Each line below should be quoted exactly, please.

** start Entries **

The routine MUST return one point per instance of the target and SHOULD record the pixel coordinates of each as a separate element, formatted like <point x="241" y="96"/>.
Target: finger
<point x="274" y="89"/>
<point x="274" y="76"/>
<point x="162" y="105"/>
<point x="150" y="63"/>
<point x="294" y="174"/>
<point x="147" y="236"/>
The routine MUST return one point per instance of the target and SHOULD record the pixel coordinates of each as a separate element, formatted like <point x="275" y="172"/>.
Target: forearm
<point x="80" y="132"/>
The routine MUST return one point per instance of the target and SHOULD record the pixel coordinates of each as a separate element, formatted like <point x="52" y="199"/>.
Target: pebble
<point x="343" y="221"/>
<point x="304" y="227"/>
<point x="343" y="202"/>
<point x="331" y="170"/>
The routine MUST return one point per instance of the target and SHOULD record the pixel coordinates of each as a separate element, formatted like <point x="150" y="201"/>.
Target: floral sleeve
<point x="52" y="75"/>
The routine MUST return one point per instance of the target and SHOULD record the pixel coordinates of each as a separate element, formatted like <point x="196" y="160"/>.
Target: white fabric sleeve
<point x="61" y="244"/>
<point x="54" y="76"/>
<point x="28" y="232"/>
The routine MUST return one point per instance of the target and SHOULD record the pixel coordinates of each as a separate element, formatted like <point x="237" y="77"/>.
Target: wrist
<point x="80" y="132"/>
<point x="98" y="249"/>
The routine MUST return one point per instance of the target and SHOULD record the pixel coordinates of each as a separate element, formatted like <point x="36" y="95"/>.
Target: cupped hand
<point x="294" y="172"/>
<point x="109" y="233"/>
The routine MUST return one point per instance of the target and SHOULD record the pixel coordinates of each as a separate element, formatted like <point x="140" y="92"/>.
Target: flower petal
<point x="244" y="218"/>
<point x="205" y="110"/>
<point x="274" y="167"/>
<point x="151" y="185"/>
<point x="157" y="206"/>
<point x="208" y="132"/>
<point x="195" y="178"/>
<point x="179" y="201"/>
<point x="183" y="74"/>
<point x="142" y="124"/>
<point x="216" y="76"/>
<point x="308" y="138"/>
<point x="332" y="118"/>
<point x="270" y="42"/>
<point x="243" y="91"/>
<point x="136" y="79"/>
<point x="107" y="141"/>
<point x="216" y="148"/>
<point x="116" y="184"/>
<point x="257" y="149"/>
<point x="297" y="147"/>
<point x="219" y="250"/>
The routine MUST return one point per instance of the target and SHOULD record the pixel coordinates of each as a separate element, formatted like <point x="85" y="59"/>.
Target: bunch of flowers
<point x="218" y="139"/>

** end Entries **

Response to the task ::
The routine MUST return one point per instance of the target and SHOULD record the pixel coordinates of each as a separate element, formatted like <point x="241" y="96"/>.
Target: finger
<point x="274" y="89"/>
<point x="274" y="76"/>
<point x="162" y="105"/>
<point x="150" y="63"/>
<point x="294" y="174"/>
<point x="147" y="236"/>
The routine MUST return one point per instance of the target and SHOULD record the pixel coordinates of each as a separate element, formatted like <point x="275" y="172"/>.
Target: forearm
<point x="80" y="132"/>
The routine MUST return one point per instance of the target and SHOULD record the pixel coordinates of each as a separate element, formatted like <point x="52" y="199"/>.
Target: pebble
<point x="343" y="221"/>
<point x="304" y="227"/>
<point x="343" y="202"/>
<point x="331" y="170"/>
The routine MUST return one point per instance of the target and SHOULD record the pixel coordinates of each as a separate element, formatted like <point x="150" y="201"/>.
Target: floral sleeve
<point x="52" y="75"/>
The routine MUST return one point per instance of the target and SHOULD record the pixel coordinates of each as a separate element, formatted like <point x="196" y="160"/>.
Target: white fabric sleeve
<point x="61" y="244"/>
<point x="54" y="76"/>
<point x="28" y="232"/>
The routine MUST return one point per instance of the target and SHOULD record the pixel coordinates of each as a separate element, formatted like <point x="237" y="77"/>.
Target: wrist
<point x="80" y="132"/>
<point x="98" y="249"/>
The routine MUST return one point per instance of the target and SHOULD record the pixel coordinates of each as a separate element, formatted like <point x="36" y="95"/>.
Target: cupped hand
<point x="294" y="172"/>
<point x="109" y="233"/>
The routine MUST return one point per instance of the target and SHOULD record the pixel coordinates of each as a separate element, formatted like <point x="140" y="92"/>.
Target: flower petal
<point x="244" y="218"/>
<point x="205" y="110"/>
<point x="274" y="167"/>
<point x="151" y="185"/>
<point x="157" y="206"/>
<point x="208" y="132"/>
<point x="195" y="178"/>
<point x="179" y="201"/>
<point x="183" y="74"/>
<point x="142" y="124"/>
<point x="216" y="76"/>
<point x="308" y="138"/>
<point x="332" y="118"/>
<point x="270" y="42"/>
<point x="243" y="91"/>
<point x="136" y="79"/>
<point x="107" y="141"/>
<point x="216" y="148"/>
<point x="116" y="184"/>
<point x="257" y="149"/>
<point x="297" y="147"/>
<point x="219" y="250"/>
The routine MUST return one point per instance of the target and SHOULD record the pixel coordinates of each as a separate element, formatted like <point x="85" y="59"/>.
Target: bunch of flowers
<point x="218" y="139"/>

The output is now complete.